◆ 本题数据 ◆
◇ ◇ ◇ ◇

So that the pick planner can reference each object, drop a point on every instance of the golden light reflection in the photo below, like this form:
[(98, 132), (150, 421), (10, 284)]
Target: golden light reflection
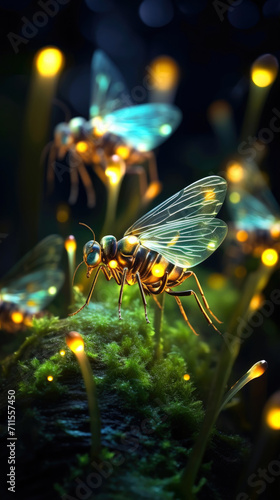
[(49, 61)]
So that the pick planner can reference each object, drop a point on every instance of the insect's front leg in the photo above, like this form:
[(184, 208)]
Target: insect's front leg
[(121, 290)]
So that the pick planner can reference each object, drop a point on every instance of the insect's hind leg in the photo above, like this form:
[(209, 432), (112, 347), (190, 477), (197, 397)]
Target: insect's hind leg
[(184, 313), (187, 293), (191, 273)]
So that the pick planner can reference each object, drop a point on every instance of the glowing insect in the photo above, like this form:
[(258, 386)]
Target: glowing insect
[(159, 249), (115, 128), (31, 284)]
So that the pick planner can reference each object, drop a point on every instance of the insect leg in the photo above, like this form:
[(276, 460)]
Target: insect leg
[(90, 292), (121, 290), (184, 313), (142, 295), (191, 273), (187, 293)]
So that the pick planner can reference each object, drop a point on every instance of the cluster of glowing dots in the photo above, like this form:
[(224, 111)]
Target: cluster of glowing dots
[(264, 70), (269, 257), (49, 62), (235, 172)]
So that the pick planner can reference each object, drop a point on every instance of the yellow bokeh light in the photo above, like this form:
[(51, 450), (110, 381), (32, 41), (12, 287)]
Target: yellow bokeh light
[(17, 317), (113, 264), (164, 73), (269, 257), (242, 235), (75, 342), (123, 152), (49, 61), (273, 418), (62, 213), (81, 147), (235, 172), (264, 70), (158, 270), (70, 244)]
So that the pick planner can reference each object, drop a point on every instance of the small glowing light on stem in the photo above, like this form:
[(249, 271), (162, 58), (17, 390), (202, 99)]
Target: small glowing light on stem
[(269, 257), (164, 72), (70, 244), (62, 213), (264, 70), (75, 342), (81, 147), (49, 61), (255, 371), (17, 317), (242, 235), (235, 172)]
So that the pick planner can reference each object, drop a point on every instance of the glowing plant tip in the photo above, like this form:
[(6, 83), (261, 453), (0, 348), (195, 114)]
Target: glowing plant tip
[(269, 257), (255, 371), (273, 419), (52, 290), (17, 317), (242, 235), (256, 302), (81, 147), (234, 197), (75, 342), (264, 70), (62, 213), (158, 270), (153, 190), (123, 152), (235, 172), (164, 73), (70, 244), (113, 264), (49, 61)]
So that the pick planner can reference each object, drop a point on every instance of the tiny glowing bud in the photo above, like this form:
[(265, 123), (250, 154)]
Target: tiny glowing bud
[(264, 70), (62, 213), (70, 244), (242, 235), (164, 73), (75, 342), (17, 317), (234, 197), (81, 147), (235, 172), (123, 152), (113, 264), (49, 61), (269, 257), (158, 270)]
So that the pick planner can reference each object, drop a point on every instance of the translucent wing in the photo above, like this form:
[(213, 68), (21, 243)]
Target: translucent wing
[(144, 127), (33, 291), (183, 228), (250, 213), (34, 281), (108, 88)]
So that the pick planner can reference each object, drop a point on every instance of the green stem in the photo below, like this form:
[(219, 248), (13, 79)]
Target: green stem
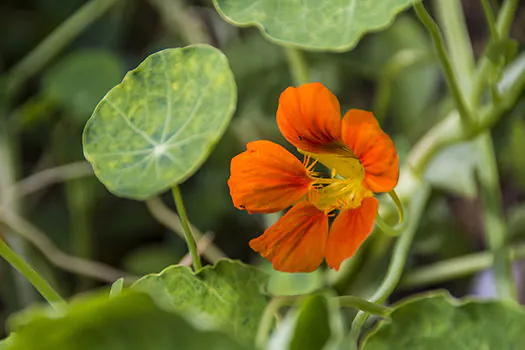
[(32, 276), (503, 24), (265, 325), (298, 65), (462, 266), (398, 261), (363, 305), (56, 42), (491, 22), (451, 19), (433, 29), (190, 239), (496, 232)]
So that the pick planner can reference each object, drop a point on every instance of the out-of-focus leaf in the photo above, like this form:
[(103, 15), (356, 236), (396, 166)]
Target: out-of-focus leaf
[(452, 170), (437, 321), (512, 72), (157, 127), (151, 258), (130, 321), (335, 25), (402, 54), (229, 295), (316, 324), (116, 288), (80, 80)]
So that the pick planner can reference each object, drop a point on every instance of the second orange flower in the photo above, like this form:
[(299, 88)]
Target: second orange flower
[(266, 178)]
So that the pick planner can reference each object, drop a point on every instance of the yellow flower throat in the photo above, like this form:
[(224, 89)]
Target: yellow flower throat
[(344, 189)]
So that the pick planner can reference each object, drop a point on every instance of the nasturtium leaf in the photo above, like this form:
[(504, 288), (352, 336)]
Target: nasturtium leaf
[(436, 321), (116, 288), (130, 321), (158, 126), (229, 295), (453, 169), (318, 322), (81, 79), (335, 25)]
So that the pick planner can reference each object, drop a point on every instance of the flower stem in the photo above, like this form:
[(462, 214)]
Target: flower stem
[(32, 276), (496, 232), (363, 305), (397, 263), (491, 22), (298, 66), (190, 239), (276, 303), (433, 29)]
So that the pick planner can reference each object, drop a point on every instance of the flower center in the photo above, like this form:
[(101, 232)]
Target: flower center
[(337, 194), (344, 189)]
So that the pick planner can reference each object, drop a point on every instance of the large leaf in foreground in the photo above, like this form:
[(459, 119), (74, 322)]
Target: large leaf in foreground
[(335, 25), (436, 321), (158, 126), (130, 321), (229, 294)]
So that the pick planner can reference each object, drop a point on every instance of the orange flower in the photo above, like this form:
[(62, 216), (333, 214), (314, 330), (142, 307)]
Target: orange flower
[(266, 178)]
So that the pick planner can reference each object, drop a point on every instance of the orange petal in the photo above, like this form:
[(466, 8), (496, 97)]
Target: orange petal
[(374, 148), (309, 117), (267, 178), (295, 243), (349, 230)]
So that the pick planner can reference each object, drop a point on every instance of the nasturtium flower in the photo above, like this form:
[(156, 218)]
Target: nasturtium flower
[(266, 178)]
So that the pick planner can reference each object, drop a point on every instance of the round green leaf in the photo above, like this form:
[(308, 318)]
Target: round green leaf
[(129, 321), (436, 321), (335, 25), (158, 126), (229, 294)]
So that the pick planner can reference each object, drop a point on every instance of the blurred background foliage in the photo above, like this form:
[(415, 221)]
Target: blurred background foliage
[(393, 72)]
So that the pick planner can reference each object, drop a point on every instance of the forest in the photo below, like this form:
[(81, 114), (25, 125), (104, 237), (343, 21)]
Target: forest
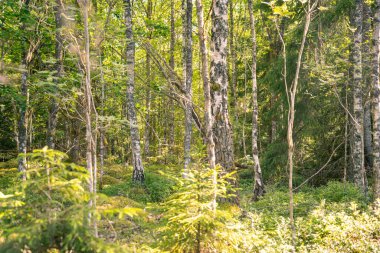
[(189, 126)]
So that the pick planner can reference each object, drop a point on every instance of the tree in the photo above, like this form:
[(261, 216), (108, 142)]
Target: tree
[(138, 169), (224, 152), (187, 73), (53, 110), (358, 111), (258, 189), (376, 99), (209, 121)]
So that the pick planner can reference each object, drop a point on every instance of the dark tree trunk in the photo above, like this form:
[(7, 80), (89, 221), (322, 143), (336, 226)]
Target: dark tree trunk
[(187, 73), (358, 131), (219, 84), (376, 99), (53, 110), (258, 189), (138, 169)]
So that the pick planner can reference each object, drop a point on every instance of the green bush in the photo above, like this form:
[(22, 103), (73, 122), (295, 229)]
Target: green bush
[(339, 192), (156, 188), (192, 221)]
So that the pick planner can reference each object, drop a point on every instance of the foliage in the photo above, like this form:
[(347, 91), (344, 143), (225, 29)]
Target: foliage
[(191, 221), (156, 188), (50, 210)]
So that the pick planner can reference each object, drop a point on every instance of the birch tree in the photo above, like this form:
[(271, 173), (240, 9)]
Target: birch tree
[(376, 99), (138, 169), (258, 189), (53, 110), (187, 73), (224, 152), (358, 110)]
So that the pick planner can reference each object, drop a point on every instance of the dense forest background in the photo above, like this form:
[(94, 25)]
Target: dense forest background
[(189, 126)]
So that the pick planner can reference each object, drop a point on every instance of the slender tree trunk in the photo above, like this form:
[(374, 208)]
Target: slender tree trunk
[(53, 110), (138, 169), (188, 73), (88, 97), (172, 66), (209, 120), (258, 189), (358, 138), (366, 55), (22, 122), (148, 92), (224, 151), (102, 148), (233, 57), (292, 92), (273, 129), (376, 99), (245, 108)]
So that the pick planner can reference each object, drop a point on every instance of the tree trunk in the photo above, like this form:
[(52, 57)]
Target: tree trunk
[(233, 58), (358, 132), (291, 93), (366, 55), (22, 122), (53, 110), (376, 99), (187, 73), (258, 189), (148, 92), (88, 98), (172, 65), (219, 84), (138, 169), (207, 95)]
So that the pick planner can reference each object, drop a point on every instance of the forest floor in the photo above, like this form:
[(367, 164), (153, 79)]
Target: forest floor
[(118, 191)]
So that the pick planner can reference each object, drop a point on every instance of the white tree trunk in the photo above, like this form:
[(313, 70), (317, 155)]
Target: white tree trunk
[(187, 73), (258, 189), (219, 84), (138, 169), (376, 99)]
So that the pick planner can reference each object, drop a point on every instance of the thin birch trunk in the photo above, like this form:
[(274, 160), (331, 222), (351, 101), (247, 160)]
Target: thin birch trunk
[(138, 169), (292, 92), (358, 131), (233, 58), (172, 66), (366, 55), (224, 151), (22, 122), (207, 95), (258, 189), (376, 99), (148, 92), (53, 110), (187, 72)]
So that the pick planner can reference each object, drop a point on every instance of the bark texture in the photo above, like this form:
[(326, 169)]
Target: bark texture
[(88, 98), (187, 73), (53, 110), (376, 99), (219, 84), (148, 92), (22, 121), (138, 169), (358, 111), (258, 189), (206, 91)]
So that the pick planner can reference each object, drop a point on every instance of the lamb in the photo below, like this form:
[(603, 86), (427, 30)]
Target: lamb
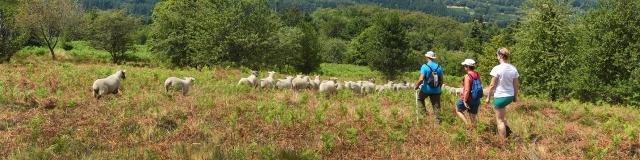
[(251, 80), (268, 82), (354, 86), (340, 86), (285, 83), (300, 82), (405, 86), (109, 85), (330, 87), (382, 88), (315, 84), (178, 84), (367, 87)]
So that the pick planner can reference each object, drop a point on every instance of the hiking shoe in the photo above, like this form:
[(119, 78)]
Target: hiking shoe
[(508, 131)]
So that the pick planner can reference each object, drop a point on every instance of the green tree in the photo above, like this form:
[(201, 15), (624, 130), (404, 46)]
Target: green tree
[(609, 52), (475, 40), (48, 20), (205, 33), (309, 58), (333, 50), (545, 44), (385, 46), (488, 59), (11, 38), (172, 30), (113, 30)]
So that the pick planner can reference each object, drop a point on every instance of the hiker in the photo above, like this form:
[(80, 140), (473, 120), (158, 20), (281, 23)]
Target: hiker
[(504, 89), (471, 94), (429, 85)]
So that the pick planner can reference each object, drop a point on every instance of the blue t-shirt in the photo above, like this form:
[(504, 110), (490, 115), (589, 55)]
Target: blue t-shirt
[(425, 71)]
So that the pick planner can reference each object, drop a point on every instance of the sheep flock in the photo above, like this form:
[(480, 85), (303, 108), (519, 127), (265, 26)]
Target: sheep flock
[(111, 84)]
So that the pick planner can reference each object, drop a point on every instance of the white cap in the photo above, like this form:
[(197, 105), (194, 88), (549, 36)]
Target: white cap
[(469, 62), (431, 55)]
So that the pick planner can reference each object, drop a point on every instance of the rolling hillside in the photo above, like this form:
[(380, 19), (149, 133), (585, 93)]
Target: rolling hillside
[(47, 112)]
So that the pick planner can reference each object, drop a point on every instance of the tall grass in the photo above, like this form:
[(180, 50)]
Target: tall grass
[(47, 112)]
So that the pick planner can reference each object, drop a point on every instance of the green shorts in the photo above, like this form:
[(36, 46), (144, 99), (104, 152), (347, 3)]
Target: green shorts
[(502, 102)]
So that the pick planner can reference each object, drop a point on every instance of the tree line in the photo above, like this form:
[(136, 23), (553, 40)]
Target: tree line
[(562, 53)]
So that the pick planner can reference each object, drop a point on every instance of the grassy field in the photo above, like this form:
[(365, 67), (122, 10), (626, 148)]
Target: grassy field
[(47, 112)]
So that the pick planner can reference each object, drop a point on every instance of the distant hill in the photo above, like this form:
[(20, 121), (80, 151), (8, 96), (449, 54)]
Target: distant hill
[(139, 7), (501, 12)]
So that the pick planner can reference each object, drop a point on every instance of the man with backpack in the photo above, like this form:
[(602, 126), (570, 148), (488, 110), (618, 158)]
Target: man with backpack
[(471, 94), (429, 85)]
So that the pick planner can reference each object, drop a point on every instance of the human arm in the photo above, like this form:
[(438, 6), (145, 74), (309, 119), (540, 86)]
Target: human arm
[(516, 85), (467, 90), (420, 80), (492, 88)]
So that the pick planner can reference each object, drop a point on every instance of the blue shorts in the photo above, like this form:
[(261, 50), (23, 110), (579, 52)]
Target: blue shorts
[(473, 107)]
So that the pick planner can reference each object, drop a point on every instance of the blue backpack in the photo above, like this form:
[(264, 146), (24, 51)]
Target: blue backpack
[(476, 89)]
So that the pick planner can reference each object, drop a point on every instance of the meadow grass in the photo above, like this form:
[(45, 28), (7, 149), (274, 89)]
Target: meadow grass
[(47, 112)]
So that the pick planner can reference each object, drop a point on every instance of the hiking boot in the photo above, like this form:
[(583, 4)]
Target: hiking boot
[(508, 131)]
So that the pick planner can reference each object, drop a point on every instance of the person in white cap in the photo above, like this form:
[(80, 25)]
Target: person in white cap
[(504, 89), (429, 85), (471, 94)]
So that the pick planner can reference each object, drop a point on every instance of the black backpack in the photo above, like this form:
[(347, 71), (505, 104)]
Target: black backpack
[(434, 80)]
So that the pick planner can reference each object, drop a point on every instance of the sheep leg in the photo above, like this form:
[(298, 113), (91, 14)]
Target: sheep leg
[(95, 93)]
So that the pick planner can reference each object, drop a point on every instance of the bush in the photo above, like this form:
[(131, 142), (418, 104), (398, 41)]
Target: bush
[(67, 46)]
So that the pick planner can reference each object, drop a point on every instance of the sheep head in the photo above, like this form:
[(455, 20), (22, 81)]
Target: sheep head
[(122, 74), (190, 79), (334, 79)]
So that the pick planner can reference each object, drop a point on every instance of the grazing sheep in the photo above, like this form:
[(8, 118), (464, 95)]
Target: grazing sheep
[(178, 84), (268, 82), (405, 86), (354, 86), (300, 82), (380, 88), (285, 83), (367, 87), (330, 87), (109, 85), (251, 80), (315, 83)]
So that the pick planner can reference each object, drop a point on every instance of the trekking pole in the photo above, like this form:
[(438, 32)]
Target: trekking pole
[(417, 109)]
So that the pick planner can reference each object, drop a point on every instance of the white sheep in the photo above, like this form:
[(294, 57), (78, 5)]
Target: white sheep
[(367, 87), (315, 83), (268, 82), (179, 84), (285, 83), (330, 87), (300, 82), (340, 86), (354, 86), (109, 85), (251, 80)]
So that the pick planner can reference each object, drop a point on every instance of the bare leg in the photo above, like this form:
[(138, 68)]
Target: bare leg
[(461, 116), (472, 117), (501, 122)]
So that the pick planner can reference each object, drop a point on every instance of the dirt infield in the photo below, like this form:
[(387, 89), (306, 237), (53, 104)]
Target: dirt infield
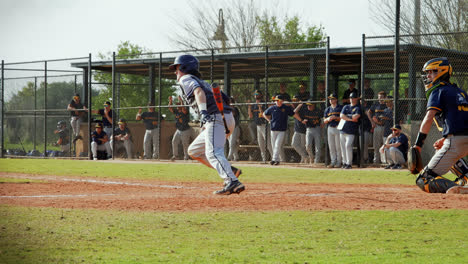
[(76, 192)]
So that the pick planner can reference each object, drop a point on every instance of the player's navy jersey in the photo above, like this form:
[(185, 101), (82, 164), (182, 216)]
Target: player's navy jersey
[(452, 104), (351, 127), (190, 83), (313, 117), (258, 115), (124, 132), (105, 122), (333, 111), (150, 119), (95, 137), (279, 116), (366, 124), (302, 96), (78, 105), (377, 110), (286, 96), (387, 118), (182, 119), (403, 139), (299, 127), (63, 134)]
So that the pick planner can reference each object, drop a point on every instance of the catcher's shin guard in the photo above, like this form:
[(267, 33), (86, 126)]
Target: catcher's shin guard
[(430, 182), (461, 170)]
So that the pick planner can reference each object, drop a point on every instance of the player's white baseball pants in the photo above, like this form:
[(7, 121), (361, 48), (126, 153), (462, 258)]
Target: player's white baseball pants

◇ ◇ ◇ ◇

◆ 练习题目 ◆
把上面数据中从含有“of the catcher's”的那一行开始，一直到含有“[(430, 182), (461, 170)]”的那一行为止，逐行照抄下来，首尾两行都要包括。

◆ 本题答案 ◆
So that the pick planner can reference each object, drop a point on every instance of the catcher's shin guard in the photo above, like this form:
[(267, 33), (86, 126)]
Target: catcher's shin guard
[(430, 182), (461, 170)]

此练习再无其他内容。